- [Task to complete] Which rows in the two blocks below contain the word "navy"? Collect each of them and copy it out in full.

- [Dataset excerpts]
============================================================

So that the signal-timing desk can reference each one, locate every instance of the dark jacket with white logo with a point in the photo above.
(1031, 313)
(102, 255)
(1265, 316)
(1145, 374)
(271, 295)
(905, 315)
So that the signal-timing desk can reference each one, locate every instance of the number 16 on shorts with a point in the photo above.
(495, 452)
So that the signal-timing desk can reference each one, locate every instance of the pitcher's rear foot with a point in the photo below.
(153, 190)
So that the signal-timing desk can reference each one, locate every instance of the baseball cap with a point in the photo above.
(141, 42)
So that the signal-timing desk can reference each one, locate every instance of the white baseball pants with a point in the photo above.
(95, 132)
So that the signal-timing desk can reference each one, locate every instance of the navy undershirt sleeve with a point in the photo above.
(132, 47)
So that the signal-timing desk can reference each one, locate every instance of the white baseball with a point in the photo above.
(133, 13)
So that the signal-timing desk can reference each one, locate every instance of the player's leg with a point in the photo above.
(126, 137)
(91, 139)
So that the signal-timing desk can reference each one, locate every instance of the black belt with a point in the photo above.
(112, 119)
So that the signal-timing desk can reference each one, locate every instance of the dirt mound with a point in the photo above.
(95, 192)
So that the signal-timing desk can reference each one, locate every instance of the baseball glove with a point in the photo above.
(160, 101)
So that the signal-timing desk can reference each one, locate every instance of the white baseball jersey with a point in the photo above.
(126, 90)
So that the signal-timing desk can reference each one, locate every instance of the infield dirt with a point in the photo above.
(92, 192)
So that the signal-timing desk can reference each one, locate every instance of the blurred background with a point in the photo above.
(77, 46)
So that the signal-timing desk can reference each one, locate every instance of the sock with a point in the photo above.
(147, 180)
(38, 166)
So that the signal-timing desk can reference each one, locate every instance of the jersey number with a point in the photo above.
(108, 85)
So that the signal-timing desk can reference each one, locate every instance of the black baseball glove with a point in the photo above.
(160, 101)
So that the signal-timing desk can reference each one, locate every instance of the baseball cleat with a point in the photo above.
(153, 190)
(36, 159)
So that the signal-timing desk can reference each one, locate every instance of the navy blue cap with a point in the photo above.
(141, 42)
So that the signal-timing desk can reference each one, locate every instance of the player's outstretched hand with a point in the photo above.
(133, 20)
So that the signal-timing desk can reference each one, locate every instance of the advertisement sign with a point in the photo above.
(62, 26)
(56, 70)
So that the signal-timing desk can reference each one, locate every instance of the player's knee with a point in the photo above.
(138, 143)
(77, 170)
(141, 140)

============================================================

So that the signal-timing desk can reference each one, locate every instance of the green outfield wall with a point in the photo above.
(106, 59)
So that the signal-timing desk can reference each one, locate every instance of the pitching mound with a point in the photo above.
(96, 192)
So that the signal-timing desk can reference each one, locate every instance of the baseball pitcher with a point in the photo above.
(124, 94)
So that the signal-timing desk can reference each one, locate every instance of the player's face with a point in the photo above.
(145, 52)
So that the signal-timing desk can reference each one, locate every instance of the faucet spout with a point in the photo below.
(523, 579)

============================================================

- [Solution to this task]
So that the signal-timing desk can reference each one, locate every instance of the navy undershirt sleeve with a point in the photo above.
So that the signal-timing desk can reference each one, locate every instance of the navy blue cap with a point in the photo above.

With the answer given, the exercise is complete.